# A Glimpse of the Indian Streets with Stories - Any better yet?(Pic Heavy-D100)



## Raj_55555 (Jul 16, 2014)

I didn't think I would get any time at all to post these before the weekend, but somehow collected enough to make a thread about. Let me know if these are any good, and more importantly any better than my last street pics?
Oh! And it's my birthday today, so everyone's invited! :Joker:Free beer for anyone who can make it.. :cheers: :greenpbl: :lmao:

#1. Father-Daughter moment, I first thought I missed this shot as the lady came half way into the picture. But I kind of like how it turned out at the end.







#2. The Cyclist: This kid stared at me for taking his picture, came up to me and asked me why i was photographing him. I told him I was a reporter, his answer was he wanted to be one too. And then he sat by my side and tried to understand how my camera functions and everything and even offered to accompany me to a street fair nearby. He was a very sharp kid. I just wish I hadn't chopped off the tyres.






#3. Jalebiwallah: These round sweets are called jalebis, and are very famous sweets in India. Not sure if they are made elsewhere. You can see they are being made fresh at the back (the old man).

Data pulled from a collection:
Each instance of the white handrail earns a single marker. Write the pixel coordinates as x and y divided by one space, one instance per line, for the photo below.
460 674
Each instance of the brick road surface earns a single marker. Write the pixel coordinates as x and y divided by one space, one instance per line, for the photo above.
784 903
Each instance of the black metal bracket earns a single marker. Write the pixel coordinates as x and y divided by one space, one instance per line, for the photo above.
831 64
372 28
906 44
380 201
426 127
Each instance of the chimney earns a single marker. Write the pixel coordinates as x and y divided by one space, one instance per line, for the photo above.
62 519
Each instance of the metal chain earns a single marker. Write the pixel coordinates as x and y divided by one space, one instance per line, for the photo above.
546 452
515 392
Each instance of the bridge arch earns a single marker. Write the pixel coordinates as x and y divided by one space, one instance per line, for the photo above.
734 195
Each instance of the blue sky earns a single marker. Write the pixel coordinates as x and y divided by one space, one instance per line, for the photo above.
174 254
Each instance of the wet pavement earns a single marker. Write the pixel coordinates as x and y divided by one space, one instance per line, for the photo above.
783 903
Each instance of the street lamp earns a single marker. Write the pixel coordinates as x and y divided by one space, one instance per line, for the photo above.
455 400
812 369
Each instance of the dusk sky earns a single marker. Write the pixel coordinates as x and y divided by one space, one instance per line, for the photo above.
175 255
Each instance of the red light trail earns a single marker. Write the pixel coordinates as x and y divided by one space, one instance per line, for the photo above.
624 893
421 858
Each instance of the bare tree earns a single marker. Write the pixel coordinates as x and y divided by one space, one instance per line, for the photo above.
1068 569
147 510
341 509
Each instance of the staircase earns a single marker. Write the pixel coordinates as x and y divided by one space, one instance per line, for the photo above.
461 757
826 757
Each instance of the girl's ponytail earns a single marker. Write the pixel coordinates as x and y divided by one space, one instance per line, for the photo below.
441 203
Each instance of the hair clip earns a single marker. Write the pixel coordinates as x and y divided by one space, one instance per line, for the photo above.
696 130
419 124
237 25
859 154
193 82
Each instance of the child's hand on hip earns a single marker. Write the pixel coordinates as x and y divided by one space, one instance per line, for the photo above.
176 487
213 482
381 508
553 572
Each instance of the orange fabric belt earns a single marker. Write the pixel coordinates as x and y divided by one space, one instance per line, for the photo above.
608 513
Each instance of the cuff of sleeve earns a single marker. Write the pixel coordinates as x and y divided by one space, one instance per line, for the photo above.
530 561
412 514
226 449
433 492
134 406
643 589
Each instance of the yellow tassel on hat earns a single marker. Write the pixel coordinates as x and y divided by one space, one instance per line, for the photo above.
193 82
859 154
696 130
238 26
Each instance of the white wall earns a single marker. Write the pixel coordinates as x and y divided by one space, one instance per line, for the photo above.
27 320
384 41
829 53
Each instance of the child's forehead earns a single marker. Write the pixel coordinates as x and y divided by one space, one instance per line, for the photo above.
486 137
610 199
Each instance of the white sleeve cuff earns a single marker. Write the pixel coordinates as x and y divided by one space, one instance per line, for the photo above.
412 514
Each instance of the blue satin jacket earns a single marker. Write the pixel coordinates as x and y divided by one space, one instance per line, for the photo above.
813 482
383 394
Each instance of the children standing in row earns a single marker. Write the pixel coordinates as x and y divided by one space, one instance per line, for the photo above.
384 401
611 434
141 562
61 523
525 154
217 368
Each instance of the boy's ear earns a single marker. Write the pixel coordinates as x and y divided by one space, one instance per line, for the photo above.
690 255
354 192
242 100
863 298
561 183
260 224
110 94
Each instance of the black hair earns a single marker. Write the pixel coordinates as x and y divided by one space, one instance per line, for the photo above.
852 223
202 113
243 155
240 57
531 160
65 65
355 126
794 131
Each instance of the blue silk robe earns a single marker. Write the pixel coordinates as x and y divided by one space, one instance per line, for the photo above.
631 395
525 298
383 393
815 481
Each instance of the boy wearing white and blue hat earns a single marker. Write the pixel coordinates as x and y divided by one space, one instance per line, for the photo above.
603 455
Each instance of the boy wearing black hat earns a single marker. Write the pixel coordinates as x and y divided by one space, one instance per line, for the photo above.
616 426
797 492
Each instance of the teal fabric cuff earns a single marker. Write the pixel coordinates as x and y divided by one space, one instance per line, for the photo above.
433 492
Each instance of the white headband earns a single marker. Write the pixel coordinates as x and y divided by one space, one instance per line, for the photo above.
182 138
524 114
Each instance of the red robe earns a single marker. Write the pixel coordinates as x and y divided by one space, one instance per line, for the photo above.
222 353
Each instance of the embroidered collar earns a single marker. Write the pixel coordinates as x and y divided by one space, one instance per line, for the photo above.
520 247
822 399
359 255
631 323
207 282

Task description:
In the street photo thread, what did the photographer tell the young cyclist when asked why he was taking his picture? You won't need the listing for this.

Right answer:
He said he was a reporter.